• Task A: Decide whether each statement agrees with the passage on renal failure in aortic dissection, answering yes or no and quoting the words that settle it. (i) Chronic arterial hypertension is commonly accepted as the main risk factor for acute dissection. (ii) Anterograde cerebral perfusion requires a deep grade of hypothermia. (iii) The optimal temperature for hypothermic circulatory arrest is now settled.
• Task B: In the passage on renal failure in aortic dissection, what can the anemic status from excessive postoperative bleeding activate?
• Task C: From the passage on renal failure in aortic dissection, extract everything from "Furthermore, after HCA" down to "of optimal hemostasis.".

Except for clinical instances in which both renal arteries arise from the false lumen of an aortic dissection, most cases of acute renal failure in acute Type A aortic dissection result from a functional (non-anatomic) mechanism with a multifactorial etiology. Renal damages can reflect medullary ischemia or reperfusion injury (HCA-mediated). The reduction of medullary blood flow with related hypoxia produces inability to regulate osmotic gradients involving active mechanisms of Na+ reabsorption; therefore, the subsequent cortical vasoconstriction and diminished glomerular filtration rates represent the true basis of an acute tubular necrosis [14].

Furthermore, after HCA during the reperfusion time an adequate hematocrit level is clearly useful for its redox and free-radical scavenging capacity, remembering also the potential negative influence on the coagulatory system by an excessive hemodilution. In addition, the same anemic status due to excessive postoperative bleeding can activate renal failure, as proven by our findings, because intravascular volume depletion reduces renal perfusion. This emphasizes the key role of optimal hemostasis.

Chronic arterial hypertension, commonly accepted as the main risk factor leading to an acute dissection, plays an active role in generating a sclerosis process about the renal microcirculation, even if the serum creatinine values may be normal – creating a physiopathological basis for the development of acute kidney injury [5, 6].

The current state of the art in neuroprotection considers hypothermic circulatory arrest as the main option, even if nowadays the optimal temperature and the “safe time” remain debated [7]. Among the surgical neuroprotective techniques, anterograde cerebral perfusion (ACP) allows a moderate grade of hypothermia (according to the Kazui technique). Axillary artery cannulation can help perfuse the innominate trunk and the ispilateral vertebral district, making use of the connections of the circle of Willis for the left hemispheric perfusion [810].

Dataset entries
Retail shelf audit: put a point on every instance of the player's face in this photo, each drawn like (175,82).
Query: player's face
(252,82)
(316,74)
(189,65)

• Task result A:
(i) Yes: "Chronic arterial hypertension, commonly accepted as the main risk factor leading to an acute dissection"
(ii) No: "anterograde cerebral perfusion (ACP) allows a moderate grade of hypothermia"
(iii) No: "nowadays the optimal temperature and the “safe time” remain debated"

• Task result B: It can activate renal failure.

• Task result C:
Furthermore, after HCA during the reperfusion time an adequate hematocrit level is clearly useful for its redox and free-radical scavenging capacity, remembering also the potential negative influence on the coagulatory system by an excessive hemodilution. In addition, the same anemic status due to excessive postoperative bleeding can activate renal failure, as proven by our findings, because intravascular volume depletion reduces renal perfusion. This emphasizes the key role of optimal hemostasis.